Selected passage:
____

So, what I found after I made the Python switch (I won't claim that I was prescient enough to realize beforehand), was that 1) I could come back to my scripts after 2 years and still understand them and 2) all the Python programmers seemed to pretty much wind up programming sort of the same way. For me, that cemented that I would never go back to Perl. Even after not programming in Python for a few months, I could go right back to it. A few months off from programming in Perl and it would take a couple of weeks to get back up to speed. Python just seems to have a smaller mental model--Perl aficionados would cite that as an inferior mental model. Shrug. I'm not a genius so I'll stick with the smaller mental model, thanks.

Back to why I switched. My reasons were both petty and selfish. :)

I wrote a lot of Perl scripts as a VLSI designer. A lot of munging data from this format to that format. Check that thing over there. Merge it with this thing with undocumented formats. Consequently, my scripts tended to have 1) lots of subtle edge cases and 2) lifetimes often measured in years because the effort to do it right is both enormous and highly specialized. (I had someone email me about a script I wrote 14 years ago early this year that reads formats that are over 30 years old!)

____

Activity list:
**a.** List each numbered point in the passage on switching from Perl to Python.
**b.** Continue the passage on switching from Perl to Python from its last sentence.

____

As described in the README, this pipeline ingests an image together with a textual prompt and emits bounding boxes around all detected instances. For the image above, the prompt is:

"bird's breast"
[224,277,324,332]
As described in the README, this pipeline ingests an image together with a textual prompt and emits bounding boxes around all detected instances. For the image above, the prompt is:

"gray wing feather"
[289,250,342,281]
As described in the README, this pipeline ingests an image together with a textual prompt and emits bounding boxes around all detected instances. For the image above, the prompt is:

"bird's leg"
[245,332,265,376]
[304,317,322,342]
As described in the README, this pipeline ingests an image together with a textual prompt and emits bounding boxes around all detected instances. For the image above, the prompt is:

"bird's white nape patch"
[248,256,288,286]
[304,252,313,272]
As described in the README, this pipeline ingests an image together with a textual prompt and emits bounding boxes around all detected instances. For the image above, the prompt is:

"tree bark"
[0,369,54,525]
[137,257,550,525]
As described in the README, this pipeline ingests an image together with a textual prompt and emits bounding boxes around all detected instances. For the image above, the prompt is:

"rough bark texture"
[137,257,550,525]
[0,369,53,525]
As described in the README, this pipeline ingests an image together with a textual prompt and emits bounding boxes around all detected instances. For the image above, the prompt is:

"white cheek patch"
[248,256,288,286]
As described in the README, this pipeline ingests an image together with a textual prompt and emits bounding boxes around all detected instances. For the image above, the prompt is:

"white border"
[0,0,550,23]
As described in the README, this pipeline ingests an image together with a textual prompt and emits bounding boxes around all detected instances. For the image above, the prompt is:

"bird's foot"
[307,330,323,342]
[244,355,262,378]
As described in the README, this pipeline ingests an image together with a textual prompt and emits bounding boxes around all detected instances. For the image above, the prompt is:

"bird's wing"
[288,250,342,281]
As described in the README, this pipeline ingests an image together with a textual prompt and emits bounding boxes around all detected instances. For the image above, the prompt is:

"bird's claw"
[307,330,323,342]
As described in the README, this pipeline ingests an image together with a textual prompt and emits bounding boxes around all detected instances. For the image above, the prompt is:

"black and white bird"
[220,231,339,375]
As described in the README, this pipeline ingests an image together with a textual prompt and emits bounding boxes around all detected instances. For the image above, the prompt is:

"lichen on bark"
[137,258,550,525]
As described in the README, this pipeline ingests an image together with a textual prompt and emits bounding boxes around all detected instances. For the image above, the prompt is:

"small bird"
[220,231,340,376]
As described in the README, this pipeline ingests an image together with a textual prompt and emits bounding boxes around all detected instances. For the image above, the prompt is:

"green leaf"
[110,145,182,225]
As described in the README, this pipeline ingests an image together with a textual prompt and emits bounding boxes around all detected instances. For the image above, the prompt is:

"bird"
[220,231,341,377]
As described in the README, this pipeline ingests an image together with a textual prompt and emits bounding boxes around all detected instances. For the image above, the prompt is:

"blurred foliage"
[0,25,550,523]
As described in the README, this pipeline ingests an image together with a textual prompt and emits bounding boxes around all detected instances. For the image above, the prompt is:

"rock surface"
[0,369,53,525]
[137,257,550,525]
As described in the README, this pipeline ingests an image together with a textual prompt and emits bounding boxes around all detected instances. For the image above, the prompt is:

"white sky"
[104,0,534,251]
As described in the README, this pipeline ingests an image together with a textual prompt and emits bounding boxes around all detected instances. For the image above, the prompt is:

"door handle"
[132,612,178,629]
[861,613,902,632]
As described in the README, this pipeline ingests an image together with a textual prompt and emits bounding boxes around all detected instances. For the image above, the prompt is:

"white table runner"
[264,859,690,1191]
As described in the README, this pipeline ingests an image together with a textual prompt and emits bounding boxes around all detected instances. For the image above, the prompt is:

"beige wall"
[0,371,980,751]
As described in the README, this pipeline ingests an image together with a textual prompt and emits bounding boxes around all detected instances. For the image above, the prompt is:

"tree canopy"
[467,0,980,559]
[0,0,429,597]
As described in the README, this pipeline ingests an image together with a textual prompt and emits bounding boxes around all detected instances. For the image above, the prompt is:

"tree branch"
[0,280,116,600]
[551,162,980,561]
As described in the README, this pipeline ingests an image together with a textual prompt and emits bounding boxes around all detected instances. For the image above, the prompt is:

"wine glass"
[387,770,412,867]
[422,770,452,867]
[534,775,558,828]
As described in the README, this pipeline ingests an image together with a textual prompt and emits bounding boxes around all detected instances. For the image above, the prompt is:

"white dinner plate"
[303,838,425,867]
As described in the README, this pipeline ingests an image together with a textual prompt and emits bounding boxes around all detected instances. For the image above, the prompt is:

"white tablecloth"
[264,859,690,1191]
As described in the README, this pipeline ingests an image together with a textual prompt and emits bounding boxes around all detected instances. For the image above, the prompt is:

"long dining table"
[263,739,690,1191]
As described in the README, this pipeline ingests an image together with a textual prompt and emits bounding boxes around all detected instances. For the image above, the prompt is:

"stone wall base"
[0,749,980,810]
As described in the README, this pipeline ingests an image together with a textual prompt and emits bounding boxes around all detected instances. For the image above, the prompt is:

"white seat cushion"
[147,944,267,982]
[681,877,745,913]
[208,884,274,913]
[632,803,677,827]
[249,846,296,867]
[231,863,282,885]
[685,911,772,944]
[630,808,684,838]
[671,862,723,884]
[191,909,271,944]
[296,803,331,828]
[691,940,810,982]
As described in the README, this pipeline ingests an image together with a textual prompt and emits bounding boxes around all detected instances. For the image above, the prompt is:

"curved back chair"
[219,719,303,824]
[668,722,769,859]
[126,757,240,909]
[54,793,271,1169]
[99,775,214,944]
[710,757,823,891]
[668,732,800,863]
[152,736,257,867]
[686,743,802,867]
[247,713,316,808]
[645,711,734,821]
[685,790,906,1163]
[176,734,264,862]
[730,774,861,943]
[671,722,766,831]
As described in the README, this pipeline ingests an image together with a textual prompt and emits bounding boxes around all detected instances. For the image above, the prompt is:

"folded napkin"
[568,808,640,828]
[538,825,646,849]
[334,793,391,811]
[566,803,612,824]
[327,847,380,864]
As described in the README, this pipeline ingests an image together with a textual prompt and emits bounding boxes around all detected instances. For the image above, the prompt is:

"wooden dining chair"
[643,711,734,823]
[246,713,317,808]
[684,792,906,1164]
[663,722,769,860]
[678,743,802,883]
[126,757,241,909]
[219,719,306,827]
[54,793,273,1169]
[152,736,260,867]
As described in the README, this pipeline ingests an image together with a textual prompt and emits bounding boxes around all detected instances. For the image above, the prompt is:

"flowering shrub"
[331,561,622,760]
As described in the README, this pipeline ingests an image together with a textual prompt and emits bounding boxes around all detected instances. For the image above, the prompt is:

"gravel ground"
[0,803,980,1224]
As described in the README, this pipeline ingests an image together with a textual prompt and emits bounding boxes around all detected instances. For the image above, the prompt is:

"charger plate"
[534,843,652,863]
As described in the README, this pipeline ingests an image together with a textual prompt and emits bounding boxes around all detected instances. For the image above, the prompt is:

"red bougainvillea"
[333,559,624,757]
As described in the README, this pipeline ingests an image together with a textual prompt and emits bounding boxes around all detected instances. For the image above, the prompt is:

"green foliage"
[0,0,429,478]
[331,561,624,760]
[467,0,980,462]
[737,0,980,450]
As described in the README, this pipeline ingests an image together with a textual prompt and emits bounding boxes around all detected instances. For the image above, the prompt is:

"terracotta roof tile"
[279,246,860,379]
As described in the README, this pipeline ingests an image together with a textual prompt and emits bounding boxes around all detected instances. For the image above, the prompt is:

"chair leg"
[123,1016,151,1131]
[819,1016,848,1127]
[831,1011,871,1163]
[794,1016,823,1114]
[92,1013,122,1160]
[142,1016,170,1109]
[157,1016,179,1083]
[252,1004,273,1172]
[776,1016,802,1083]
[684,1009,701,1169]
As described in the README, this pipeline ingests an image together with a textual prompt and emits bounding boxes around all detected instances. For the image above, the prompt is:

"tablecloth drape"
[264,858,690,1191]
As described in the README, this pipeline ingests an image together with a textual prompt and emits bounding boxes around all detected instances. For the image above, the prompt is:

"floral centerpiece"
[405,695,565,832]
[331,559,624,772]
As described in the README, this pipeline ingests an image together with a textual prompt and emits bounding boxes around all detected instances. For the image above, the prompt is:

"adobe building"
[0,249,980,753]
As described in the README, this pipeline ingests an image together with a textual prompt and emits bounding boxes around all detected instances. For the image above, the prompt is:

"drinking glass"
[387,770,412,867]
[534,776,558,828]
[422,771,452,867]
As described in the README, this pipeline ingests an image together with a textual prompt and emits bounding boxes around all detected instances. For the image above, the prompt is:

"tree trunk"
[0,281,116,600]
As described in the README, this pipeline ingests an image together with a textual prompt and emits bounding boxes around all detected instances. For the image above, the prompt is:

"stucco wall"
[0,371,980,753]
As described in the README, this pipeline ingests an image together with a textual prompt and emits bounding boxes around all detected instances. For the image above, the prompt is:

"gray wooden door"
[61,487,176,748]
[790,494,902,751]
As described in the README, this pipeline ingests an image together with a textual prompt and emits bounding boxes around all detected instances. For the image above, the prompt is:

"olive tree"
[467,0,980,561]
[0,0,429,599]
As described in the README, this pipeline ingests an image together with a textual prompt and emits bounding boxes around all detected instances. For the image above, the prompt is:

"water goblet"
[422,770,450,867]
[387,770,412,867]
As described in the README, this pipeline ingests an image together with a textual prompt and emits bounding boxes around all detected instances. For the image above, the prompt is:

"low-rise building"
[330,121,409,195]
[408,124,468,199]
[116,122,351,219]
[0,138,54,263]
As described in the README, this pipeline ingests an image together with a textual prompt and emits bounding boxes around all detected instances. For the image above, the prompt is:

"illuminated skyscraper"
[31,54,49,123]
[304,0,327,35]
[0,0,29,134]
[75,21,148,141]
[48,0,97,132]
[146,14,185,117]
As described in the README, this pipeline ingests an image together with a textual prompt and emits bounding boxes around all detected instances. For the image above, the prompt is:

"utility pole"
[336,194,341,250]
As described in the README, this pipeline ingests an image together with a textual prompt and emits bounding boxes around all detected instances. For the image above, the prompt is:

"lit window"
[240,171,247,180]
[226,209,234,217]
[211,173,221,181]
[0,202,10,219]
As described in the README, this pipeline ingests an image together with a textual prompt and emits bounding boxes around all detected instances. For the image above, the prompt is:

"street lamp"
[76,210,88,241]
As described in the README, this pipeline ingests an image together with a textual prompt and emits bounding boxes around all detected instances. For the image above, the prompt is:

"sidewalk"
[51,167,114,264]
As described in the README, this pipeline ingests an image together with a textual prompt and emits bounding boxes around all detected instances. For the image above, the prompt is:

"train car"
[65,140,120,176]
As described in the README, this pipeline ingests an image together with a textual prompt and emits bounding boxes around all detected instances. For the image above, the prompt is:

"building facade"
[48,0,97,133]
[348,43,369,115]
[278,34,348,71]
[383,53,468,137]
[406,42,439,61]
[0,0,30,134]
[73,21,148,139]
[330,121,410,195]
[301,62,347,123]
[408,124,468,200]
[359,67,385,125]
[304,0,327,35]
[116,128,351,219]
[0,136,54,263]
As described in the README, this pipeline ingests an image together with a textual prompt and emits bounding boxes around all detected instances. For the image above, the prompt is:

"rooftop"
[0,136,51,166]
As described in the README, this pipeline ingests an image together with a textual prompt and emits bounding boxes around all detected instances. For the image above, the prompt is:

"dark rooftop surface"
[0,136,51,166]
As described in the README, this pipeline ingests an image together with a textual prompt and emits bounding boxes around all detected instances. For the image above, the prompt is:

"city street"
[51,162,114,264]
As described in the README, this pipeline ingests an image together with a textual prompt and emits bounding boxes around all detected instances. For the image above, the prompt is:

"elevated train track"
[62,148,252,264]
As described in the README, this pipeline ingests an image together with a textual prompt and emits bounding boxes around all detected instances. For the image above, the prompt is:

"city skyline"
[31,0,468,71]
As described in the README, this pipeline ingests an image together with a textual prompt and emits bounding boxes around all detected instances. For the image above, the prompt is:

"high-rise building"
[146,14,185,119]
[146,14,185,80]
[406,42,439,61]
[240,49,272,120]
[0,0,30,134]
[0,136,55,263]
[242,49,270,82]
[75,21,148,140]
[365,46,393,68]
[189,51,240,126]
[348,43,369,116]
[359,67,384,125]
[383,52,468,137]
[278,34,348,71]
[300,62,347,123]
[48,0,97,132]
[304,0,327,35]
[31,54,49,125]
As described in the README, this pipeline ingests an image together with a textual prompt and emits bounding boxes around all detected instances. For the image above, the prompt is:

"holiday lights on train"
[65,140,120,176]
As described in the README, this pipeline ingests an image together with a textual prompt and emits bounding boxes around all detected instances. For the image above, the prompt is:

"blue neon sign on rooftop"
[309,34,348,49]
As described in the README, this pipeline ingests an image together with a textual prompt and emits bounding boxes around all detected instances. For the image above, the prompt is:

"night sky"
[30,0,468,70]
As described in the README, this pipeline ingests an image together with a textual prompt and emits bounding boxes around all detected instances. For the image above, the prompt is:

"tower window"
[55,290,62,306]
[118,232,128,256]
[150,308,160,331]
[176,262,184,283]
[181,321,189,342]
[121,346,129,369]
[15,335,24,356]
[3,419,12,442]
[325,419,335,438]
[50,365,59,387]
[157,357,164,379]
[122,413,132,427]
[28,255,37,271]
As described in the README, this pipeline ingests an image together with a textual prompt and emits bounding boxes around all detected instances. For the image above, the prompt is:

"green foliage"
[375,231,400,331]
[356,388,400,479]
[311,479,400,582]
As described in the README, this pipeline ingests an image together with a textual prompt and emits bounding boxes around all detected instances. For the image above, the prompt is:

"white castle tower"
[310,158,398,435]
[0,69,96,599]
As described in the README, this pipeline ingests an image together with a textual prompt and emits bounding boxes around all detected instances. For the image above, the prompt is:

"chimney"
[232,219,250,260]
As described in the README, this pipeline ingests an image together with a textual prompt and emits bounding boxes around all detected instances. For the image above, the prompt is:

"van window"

____

Per-task answers:
**a.**
- I could come back to my scripts after 2 years and still understand them
- all the Python programmers seemed to pretty much wind up programming sort of the same way
- lots of subtle edge cases
- lifetimes often measured in years because the effort to do it right is both enormous and highly specialized

**b.**
The problem was that I kept tripping over bugs--and nobody could explain to me what was going on. About 2/3 or the bugs were mine but required Perl near-gods to diagnose, 1/6 of the bugs were weird grammar edge cases in Perl, and 1/6 were actual bugs in Perl. This was in the 1994 to 1996 timeframe around the Perl 4 to Perl 5 transition (yeah, I've been doing this that long).

The bug which finally convinced me it was time to leave (there were many, but this was the last straw) Perl was when I wrote a program to merge static timing analysis cards from 3 different sites (3 different formats, naturally). 99.9% of the time it worked, but sometimes it would just die. I finally tracked it down to a bug in Perl 4, the Regex engine would do weird things if you fed it a pattern with 512 characters exactly. 511 and it worked. 513 and it worked. I sighed. Pulled down Perl 5 instead knowing things had been pretty much completely rewritten. And tripped over a different bug in the regex engine. Started looking for a new scripting language that day.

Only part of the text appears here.